[BEGIN]

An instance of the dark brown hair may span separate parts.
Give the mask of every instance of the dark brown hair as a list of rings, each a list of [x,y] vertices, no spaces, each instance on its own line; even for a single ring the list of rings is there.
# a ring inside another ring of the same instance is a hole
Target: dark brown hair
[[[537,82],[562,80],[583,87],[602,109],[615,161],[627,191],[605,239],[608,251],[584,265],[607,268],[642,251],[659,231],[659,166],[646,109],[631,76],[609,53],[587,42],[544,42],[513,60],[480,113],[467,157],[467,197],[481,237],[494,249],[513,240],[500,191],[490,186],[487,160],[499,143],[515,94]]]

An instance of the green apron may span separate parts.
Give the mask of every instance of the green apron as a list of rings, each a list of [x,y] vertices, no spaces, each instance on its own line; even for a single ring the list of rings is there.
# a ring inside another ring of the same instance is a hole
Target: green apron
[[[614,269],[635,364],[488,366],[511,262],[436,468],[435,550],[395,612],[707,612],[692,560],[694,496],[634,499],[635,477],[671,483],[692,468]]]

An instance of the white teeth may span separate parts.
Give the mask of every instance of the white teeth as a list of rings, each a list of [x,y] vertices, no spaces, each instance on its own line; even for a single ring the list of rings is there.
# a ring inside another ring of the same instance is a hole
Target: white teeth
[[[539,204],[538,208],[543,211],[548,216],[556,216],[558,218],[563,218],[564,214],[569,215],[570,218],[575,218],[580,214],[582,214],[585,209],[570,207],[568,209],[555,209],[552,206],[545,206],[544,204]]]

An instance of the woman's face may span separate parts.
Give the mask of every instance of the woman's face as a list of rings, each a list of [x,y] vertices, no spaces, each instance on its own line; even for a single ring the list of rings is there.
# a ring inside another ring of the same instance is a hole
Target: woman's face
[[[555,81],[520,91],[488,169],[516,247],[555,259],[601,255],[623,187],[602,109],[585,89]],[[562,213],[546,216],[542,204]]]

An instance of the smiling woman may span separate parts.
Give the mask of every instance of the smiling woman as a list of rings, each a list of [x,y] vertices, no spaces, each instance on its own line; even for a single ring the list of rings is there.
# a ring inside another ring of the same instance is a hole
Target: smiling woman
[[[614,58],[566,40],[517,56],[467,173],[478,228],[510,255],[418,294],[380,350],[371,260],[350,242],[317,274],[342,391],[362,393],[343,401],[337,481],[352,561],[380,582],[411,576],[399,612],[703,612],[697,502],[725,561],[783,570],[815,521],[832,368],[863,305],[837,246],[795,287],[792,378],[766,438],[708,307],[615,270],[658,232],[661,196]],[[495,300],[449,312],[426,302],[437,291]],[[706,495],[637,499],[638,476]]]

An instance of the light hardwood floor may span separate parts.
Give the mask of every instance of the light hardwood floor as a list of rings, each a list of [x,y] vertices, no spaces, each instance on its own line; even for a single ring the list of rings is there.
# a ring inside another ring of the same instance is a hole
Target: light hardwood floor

[END]
[BEGIN]

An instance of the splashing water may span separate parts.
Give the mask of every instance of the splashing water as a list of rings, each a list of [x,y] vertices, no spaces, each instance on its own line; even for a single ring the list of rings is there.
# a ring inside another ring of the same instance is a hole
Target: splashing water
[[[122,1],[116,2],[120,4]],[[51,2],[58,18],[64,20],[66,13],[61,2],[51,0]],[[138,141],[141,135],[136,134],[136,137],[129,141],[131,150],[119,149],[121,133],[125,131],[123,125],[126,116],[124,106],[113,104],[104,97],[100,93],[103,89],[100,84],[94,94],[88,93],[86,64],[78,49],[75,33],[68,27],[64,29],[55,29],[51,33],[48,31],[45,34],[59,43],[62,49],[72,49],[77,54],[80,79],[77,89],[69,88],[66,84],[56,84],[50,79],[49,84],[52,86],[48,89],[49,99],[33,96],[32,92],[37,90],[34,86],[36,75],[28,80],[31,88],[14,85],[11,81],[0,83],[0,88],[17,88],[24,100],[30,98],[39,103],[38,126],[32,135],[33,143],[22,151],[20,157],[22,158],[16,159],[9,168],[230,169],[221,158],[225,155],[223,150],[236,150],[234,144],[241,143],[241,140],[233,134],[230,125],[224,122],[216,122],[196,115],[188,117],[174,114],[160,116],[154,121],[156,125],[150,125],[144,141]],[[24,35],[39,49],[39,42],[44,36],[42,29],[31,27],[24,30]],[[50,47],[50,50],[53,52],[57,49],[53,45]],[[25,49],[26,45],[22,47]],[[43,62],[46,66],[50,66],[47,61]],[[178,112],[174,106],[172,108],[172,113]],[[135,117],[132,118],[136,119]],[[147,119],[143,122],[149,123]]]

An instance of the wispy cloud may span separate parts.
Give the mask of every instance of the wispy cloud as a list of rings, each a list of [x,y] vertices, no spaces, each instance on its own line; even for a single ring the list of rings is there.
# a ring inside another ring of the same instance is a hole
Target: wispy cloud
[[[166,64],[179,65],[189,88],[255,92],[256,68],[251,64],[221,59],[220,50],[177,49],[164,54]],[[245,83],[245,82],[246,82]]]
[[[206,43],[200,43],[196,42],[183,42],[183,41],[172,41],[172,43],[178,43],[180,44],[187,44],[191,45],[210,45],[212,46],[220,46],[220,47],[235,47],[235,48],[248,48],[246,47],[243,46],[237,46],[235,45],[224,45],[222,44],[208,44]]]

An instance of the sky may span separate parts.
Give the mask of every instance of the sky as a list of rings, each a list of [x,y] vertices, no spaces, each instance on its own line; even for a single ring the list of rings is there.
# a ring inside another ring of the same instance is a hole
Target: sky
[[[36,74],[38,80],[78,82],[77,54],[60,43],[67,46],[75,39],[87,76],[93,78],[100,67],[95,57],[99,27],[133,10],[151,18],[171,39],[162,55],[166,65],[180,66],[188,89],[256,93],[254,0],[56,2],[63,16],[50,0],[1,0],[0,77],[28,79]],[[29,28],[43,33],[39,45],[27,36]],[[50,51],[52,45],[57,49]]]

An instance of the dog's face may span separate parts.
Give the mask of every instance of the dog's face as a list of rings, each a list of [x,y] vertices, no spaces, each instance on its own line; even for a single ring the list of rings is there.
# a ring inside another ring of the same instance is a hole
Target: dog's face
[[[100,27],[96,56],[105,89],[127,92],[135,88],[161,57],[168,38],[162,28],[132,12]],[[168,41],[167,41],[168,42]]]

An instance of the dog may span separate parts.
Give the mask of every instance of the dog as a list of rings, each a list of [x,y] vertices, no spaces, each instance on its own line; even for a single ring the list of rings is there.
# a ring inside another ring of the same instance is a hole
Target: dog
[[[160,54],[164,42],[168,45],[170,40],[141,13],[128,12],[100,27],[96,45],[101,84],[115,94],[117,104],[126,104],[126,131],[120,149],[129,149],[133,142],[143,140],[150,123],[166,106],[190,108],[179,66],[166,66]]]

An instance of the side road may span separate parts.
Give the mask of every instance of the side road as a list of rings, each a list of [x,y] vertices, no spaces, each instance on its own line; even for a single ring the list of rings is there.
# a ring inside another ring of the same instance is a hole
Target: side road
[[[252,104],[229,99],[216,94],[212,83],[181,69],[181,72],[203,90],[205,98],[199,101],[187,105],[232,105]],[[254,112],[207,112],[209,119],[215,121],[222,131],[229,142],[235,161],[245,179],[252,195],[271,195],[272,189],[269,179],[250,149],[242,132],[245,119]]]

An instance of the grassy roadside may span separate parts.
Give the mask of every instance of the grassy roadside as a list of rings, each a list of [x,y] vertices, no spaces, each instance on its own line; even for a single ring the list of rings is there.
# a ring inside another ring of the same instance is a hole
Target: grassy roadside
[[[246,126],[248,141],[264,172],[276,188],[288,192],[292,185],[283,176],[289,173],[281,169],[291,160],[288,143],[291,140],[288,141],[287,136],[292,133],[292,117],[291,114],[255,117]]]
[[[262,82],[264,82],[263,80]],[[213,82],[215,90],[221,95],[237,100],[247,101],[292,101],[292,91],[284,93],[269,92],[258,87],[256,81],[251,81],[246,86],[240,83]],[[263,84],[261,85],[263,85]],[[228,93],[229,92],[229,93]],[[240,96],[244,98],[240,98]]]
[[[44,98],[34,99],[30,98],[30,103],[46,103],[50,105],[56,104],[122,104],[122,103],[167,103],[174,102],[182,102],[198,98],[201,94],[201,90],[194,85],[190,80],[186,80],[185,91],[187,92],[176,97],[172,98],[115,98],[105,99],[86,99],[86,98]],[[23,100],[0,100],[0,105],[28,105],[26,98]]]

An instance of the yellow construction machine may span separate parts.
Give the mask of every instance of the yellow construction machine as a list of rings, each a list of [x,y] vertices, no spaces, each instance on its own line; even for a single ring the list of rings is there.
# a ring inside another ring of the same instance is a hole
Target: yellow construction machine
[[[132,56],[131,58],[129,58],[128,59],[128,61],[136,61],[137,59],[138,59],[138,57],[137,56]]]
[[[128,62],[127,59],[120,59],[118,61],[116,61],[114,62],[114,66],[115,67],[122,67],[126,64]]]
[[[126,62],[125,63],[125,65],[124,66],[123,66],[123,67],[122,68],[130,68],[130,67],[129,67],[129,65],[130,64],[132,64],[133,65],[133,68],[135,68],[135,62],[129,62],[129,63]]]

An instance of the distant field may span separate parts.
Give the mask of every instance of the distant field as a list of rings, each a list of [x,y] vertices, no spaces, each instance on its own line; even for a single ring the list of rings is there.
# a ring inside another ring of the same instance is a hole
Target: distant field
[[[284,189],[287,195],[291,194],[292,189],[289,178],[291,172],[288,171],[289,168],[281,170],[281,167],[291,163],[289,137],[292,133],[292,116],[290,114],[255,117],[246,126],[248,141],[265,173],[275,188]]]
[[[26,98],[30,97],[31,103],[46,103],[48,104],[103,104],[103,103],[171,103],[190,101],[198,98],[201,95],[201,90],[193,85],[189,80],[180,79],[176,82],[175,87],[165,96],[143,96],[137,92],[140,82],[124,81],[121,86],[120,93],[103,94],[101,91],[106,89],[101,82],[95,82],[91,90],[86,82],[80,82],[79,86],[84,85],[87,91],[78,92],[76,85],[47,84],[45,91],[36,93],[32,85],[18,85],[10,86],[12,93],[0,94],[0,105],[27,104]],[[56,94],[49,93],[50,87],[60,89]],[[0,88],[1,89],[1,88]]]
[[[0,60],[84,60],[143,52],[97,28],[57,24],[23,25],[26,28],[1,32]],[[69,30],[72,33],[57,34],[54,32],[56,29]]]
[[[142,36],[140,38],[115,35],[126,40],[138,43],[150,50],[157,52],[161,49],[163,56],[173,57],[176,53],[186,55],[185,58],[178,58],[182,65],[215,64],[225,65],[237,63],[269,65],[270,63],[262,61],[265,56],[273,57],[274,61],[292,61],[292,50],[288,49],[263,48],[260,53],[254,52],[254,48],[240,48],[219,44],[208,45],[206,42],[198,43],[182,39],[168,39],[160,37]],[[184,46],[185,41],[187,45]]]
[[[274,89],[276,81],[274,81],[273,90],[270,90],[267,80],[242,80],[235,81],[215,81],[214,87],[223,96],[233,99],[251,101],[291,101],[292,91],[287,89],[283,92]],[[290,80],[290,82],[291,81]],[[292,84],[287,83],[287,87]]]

[END]

#### [Instruction]
Can you repeat, word for word, the data from the line that contains "An instance of the woman's" through the line that contains "Give the mask of every instance of the woman's"?

#### [Output]
An instance of the woman's face may span separate parts.
Give the mask of every instance of the woman's face as a list of rings, each a list of [x,y] vertices, no spaces, each instance on its own line; even for a single ring the list of rings is there.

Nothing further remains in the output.